Brief:
Reproduce each of the lines below word for word, keeping every character unchanged.

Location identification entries
───
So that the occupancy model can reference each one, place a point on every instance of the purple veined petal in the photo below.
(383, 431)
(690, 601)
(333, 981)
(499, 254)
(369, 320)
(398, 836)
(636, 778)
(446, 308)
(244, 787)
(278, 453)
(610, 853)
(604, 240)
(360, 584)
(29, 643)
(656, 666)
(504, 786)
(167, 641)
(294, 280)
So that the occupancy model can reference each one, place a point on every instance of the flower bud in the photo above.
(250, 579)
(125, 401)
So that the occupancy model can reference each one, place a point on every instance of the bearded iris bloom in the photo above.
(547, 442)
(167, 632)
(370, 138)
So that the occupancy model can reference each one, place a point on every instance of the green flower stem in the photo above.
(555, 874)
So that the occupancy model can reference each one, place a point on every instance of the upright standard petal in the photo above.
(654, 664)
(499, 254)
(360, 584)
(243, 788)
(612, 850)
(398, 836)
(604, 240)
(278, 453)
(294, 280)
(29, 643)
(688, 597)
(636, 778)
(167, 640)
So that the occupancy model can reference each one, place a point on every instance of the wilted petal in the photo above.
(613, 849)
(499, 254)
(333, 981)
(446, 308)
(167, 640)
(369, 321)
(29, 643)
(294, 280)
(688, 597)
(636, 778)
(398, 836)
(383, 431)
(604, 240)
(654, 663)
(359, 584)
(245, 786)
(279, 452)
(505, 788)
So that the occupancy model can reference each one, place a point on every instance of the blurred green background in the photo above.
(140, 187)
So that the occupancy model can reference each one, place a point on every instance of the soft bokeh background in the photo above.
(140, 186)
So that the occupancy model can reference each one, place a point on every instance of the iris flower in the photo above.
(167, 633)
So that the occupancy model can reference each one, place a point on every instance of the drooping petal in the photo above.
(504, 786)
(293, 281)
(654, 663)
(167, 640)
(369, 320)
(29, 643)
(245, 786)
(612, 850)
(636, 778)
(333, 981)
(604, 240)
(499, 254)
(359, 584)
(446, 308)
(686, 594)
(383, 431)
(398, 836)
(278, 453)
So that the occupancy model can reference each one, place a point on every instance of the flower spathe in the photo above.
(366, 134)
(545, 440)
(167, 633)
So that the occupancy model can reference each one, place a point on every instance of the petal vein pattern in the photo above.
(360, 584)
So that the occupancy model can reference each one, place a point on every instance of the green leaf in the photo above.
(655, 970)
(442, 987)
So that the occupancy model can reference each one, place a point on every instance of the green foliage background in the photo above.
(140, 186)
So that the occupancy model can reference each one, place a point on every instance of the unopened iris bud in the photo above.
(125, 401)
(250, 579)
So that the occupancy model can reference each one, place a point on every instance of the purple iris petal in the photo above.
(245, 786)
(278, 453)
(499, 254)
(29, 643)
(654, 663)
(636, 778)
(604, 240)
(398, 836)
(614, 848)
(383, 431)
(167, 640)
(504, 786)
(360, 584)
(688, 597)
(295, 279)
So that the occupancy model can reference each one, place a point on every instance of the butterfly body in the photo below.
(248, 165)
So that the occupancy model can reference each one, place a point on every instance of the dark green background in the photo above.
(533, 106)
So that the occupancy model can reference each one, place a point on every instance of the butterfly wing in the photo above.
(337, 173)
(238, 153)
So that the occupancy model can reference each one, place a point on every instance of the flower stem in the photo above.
───
Result below:
So that the occupancy model can reference each one, place a point on every instance of the purple veined petal in the photo below.
(383, 431)
(690, 601)
(333, 981)
(499, 254)
(369, 320)
(398, 836)
(636, 778)
(446, 308)
(244, 787)
(278, 453)
(610, 853)
(604, 240)
(360, 584)
(29, 643)
(656, 666)
(504, 786)
(167, 641)
(294, 280)
So that the occupancy model can reference each one, place a point on every instance of the flower bud in the photo above.
(250, 579)
(125, 401)
So that the occupancy model can reference each one, place a point on every instance of the bearded iris bloom in the photo above.
(547, 442)
(167, 632)
(370, 138)
So that the occupancy model can reference each one, place a point on every instance of the green flower stem in the photo above.
(555, 874)
So that the occupancy model can reference each one, place a point on every instance of the upright standard petal in the photo above.
(654, 664)
(499, 254)
(360, 584)
(243, 788)
(612, 850)
(398, 836)
(604, 240)
(278, 453)
(294, 280)
(29, 643)
(688, 597)
(636, 778)
(167, 640)
So that the occupancy model can reference each one, place a point on every instance of the wilted petal in the photo above.
(613, 849)
(499, 254)
(333, 981)
(446, 308)
(167, 640)
(369, 321)
(29, 643)
(294, 280)
(688, 597)
(636, 778)
(398, 836)
(383, 431)
(604, 240)
(654, 663)
(359, 584)
(245, 786)
(279, 452)
(505, 788)
So that the occupancy model can reference each one, place a point on every instance of the blurred green background in the photo above.
(140, 187)
So that the occupancy model can reference each one, place a point on every instance of the soft bokeh background in the photo above.
(140, 186)
So that the occupancy model can reference each one, place a point on every instance of the iris flower in the photo above.
(167, 633)
So that the occupancy model can reference each one, place a point on every instance of the drooping petal in the photo above.
(504, 786)
(293, 281)
(654, 663)
(167, 640)
(369, 320)
(29, 643)
(245, 786)
(612, 850)
(636, 778)
(333, 981)
(604, 240)
(499, 254)
(359, 584)
(446, 308)
(686, 594)
(383, 431)
(398, 836)
(278, 453)
So that the occupancy model can reference each one, place a point on every instance of the flower spathe in the photo above.
(366, 134)
(545, 440)
(167, 633)
So that the occupancy model can reference each one, place a point on every instance of the petal vein pattern in the photo above.
(360, 584)
So that the occupancy model can reference each one, place a point on every instance of the green leaf in the photo above.
(655, 970)
(442, 987)
So that the occupancy model can reference each one, place a point on every instance of the green foliage background in the photo above.
(140, 186)
So that the occupancy model can reference each one, place a point on every instance of the unopened iris bud in the photo above.
(125, 401)
(250, 579)
So that the occupancy model can reference each one, place a point on every instance of the purple iris petal in the photo above.
(245, 786)
(278, 453)
(499, 254)
(29, 643)
(654, 663)
(636, 778)
(604, 240)
(398, 836)
(614, 848)
(383, 431)
(167, 640)
(504, 786)
(360, 584)
(688, 597)
(295, 279)
So that the occupancy model can reference each one, place a point on every instance of the butterfly body in the photo below.
(248, 165)
So that the occupancy model can reference each one, place a point on every instance of the dark green background in the photo above.
(533, 106)
So that the occupancy model can reference each one, place a point on every instance of the butterfly wing in the photo above.
(337, 173)
(238, 153)
So that the occupancy model can reference each one, place a point on every instance of the flower stem in the photo above.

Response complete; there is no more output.